* **YOUR INSTRUCTIONS**
Below are the records. List every line holding the word "skin".

──────────────────────────────

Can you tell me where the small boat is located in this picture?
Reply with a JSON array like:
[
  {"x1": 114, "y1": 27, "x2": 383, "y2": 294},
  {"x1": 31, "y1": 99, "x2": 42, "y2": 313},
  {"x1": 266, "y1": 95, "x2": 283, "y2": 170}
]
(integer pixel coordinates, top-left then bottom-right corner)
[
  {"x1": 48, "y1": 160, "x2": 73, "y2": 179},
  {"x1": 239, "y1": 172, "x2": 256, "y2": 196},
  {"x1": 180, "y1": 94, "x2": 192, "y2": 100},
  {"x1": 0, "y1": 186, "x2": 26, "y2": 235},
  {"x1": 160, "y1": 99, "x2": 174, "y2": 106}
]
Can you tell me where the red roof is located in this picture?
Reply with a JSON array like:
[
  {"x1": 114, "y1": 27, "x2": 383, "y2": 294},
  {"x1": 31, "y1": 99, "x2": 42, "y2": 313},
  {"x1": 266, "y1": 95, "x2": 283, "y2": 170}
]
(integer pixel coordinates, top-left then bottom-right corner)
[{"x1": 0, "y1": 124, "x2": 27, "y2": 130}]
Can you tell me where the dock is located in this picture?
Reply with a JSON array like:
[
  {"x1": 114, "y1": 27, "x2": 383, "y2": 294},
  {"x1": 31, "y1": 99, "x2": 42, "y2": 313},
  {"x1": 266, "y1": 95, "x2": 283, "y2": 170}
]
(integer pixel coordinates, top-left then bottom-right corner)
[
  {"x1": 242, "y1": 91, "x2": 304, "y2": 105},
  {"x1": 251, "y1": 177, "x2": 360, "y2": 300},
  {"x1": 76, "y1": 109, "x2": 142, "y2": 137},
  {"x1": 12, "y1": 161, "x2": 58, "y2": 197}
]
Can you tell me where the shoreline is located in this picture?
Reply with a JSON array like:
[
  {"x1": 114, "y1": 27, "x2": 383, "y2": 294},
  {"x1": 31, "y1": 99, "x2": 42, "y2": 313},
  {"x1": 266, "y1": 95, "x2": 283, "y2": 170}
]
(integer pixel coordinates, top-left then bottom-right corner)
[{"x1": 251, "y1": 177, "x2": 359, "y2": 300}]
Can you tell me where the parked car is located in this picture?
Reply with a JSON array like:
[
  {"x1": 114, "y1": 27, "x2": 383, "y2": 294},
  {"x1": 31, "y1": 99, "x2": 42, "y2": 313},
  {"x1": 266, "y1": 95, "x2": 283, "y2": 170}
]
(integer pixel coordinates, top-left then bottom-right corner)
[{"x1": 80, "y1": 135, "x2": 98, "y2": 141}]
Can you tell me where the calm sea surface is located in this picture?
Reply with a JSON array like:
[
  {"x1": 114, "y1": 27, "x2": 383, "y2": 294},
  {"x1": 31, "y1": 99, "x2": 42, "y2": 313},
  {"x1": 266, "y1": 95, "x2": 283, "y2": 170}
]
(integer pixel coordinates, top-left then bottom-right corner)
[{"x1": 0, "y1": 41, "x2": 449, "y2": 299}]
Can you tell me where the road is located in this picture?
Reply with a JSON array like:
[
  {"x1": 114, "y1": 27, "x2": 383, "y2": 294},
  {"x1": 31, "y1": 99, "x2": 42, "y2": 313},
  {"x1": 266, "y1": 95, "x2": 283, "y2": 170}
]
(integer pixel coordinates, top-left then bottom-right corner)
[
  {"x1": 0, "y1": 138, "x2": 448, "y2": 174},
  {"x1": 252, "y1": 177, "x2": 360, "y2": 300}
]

──────────────────────────────

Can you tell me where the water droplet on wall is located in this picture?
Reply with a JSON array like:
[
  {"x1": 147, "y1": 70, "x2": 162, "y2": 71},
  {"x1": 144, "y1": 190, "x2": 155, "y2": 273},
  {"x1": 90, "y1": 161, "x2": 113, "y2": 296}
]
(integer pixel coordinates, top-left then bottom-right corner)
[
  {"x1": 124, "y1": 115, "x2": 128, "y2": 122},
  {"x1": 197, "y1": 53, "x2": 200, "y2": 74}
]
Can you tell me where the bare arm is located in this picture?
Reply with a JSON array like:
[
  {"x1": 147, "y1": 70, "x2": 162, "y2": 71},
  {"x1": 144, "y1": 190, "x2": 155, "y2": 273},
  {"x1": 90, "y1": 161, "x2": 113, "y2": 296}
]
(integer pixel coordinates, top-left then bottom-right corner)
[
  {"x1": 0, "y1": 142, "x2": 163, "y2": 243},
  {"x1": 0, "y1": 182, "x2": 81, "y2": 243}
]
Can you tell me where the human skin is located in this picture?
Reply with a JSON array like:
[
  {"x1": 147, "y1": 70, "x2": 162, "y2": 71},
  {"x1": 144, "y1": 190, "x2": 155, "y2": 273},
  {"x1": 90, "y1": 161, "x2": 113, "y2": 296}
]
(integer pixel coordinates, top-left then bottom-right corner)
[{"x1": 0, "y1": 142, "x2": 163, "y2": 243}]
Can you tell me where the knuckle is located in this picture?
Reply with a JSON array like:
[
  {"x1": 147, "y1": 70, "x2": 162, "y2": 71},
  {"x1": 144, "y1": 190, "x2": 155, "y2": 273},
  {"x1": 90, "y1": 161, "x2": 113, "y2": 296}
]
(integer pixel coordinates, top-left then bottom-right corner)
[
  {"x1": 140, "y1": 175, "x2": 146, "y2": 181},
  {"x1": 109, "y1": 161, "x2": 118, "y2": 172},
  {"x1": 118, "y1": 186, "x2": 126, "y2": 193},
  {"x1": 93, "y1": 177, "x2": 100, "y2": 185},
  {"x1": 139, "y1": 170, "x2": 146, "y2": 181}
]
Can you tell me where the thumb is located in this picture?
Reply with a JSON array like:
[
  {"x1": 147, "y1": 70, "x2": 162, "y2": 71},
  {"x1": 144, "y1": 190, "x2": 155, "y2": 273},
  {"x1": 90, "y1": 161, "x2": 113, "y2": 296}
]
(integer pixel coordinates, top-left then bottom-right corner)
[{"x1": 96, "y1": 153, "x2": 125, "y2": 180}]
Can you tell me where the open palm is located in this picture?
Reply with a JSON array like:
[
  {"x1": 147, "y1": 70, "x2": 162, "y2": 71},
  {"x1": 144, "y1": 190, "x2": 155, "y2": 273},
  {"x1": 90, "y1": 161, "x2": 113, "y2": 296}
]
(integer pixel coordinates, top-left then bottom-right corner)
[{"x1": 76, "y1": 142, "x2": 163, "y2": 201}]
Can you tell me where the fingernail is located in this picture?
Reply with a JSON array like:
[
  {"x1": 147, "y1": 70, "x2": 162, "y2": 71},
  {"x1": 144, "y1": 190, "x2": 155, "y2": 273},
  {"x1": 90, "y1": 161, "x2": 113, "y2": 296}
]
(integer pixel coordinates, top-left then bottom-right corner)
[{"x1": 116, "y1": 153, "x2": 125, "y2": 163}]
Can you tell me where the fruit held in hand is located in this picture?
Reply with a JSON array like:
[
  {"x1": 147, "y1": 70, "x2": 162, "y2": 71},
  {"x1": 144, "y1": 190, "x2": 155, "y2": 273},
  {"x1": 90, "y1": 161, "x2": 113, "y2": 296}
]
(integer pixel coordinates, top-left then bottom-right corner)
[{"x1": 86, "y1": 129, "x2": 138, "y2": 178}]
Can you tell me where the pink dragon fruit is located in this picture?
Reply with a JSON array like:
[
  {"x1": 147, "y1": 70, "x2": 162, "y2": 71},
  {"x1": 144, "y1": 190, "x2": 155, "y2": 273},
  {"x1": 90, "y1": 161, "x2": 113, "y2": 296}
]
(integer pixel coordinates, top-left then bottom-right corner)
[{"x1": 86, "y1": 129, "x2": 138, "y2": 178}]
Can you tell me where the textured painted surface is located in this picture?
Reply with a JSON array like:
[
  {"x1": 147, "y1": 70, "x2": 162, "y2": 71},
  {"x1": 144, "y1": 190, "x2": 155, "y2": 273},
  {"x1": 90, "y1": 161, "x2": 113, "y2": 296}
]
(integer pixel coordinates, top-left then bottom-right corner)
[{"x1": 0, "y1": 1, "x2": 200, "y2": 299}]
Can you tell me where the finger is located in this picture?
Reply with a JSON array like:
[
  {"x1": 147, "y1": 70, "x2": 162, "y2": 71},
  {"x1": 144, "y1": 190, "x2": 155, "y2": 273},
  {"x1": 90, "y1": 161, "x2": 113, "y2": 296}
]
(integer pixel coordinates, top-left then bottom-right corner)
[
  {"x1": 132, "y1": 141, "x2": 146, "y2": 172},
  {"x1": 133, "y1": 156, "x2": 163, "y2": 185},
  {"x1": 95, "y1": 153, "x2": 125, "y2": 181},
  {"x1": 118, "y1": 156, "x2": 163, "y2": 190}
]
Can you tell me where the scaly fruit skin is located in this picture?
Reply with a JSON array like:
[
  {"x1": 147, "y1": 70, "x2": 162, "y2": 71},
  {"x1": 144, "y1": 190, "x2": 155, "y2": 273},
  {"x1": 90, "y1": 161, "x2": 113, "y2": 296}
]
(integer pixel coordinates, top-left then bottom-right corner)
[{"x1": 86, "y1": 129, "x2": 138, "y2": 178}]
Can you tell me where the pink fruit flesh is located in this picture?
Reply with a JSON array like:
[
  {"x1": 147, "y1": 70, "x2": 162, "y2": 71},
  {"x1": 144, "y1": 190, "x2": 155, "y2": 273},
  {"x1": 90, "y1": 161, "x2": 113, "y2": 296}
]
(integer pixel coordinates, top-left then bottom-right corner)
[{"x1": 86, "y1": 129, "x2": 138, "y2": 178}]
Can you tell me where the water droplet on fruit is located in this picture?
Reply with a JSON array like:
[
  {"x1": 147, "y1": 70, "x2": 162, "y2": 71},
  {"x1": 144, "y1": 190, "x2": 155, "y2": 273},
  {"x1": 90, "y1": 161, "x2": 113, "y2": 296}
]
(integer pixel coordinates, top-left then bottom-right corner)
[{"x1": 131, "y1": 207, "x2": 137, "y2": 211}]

──────────────────────────────

* **EXERCISE RESPONSE**
Can you tell me where the human skin is located in this picture?
Can you tell me where the scaly fruit skin is located in this picture?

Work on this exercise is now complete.